──────── Material for this exercise ────────

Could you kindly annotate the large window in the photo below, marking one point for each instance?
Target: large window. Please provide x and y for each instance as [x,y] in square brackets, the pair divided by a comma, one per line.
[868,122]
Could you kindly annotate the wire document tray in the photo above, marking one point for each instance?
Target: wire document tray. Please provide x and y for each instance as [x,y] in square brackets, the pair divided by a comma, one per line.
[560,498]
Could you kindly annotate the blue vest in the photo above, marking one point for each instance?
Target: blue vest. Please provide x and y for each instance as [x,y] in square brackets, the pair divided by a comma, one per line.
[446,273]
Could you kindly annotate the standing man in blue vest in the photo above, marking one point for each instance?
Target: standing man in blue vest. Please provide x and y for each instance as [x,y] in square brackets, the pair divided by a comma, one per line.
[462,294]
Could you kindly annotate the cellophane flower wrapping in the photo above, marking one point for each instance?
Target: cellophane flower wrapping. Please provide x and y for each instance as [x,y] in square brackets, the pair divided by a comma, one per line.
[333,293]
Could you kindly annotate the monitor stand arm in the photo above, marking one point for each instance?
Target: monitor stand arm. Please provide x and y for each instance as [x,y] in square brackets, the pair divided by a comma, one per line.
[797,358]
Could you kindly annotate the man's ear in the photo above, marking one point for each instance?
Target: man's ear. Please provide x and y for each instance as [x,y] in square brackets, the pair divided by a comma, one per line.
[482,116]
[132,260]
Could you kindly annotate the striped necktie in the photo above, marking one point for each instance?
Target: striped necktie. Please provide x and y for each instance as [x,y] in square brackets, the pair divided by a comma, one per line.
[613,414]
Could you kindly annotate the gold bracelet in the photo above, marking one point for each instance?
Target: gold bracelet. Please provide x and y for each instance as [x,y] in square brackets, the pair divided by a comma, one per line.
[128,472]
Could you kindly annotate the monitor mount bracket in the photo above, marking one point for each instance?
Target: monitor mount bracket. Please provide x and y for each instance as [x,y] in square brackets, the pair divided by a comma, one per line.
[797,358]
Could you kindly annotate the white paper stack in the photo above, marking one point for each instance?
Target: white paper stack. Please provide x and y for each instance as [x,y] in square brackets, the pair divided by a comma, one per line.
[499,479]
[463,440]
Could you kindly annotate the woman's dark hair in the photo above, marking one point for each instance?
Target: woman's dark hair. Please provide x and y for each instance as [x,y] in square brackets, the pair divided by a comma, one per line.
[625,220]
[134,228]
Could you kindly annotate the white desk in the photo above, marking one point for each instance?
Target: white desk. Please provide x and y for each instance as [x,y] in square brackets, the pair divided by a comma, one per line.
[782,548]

────────

What to do :: Quote every one of the entries above verbatim, keeping their original order.

Task result ::
Could you kindly annotate the large window in the photo below, marking one point for each instance?
Target: large window. Please provide x and y for each instance as [x,y] in square brackets, the pair divided by a comma, one per line.
[868,122]
Could you kindly annotate the wire document tray in the photo above, marking one point for each instance?
Target: wire document tray. Please provide x and y for each instance as [x,y] in square brackets, the pair divided by a comma, one per line.
[560,498]
Could you kindly annotate the blue vest in the photo above, marking one point for each instance?
Target: blue vest. Please provide x and y for each instance as [x,y] in square brackets, the pair divided by a comma, one per line.
[446,273]
Could you kindly annotate the standing man in blue vest in the photo above, marking one point for each instance?
Target: standing man in blue vest. Please provide x and y for each instance as [x,y] in square brackets, the pair divided by a comma, one per line.
[462,294]
Could you kindly annotate the cellophane flower wrapping in the photo above, marking one point for each instance?
Target: cellophane flower wrapping. Please provide x and y for each instance as [x,y] in square brackets, the pair divided by a comma, one per line.
[333,293]
Could you kindly annotate the monitor stand arm in the photo above, marking one point for each instance?
Target: monitor stand arm. Please provide x and y for each instance as [x,y] in square brackets, the pair divided by a comma, one per line.
[797,358]
Could you kindly annotate the man's ear in the photo above, marking one point for each instance?
Target: man's ear. Please provide x and y for each instance as [x,y] in square brackets, the pair divided by a comma, one per line.
[482,116]
[132,260]
Could you kindly annotate the striped necktie in the photo above, marking one point for each instance?
Target: striped necktie. Please provide x and y for each instance as [x,y] in square brackets, the pair divided by a comma, one per line.
[613,414]
Could you kindly annotate the gold bracelet in the photo above, marking one point for each instance?
Target: gold bracelet. Please provide x and y for each instance as [x,y] in square brackets, the pair divided by a comma, one per line.
[128,472]
Could you kindly annotate the monitor mount bracket in the photo above, marking one point for each instance?
Target: monitor mount bracket. Please provide x and y for each instance as [x,y] in square brackets, the pair divided by a comma, one per line.
[797,358]
Could you kindly annotate the white paper stack in the photo above, marking one point for each instance?
Target: white paper stack. Please provide x and y for each instance as [x,y] in square brackets, the pair divided by a comma, one per line.
[499,479]
[463,440]
Could you kindly annotate the woman's dark hair in the photo above, marking one point for each instance?
Target: woman's dark hair. Please provide x and y for each instance as [x,y] in square brackets, the pair divided by a comma, one per line.
[625,220]
[134,228]
Could you kindly annotate the white desk in the photo above, marking one point for each instance?
Target: white desk. Please provide x and y for each instance as [x,y] in square brackets, the pair divided by a comma, one per line.
[782,548]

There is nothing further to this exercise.